Dataset entries:
________________

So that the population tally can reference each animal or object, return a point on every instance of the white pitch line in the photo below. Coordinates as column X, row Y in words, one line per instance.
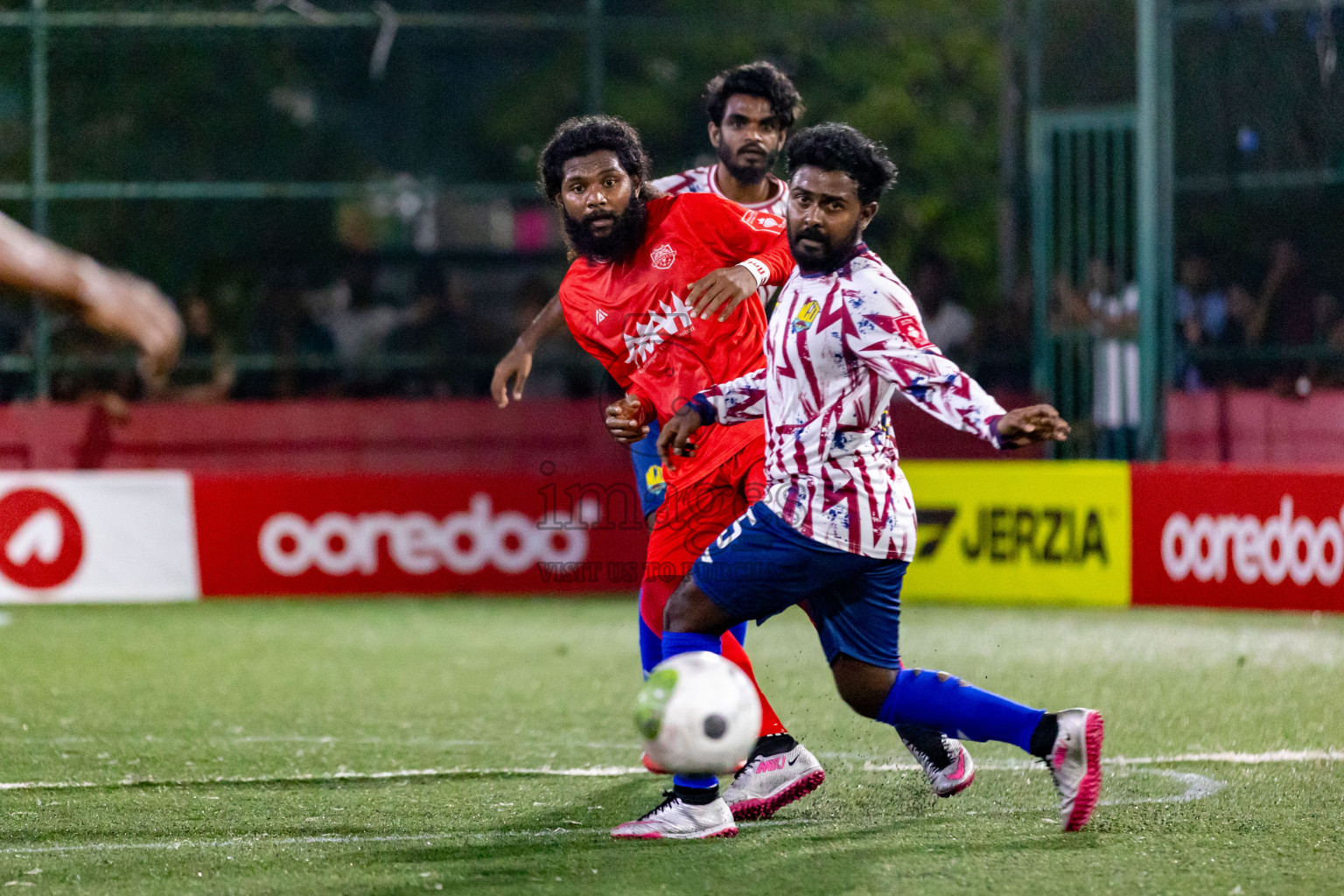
column 1196, row 788
column 616, row 771
column 593, row 771
column 355, row 838
column 1233, row 758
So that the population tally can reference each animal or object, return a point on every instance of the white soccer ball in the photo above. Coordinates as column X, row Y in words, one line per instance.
column 699, row 713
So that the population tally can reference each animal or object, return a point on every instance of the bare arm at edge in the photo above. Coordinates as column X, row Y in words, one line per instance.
column 116, row 303
column 518, row 363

________________

**AIM OF THE EXERCISE**
Images are to be skipped, and each line above is to be returned exactly.

**RESPONSE AREA**
So that the population tally can reference each animal or object, return a point on every instance of the white pitch line in the photo below. Coordinates as column X, row Y in words, one line per instance.
column 1196, row 788
column 616, row 771
column 593, row 771
column 355, row 838
column 1233, row 758
So that the population tally can reference each animal or object, return a point on every instance of the white soccer ball in the photo above. Coordinates as column X, row Y in words, one line per instance.
column 699, row 713
So that the population tally can reference each animal or object, return a point on every instance of the bare arm at edge in the photo above. Coordinates as column X, row Y in words, one line per instance.
column 116, row 303
column 518, row 363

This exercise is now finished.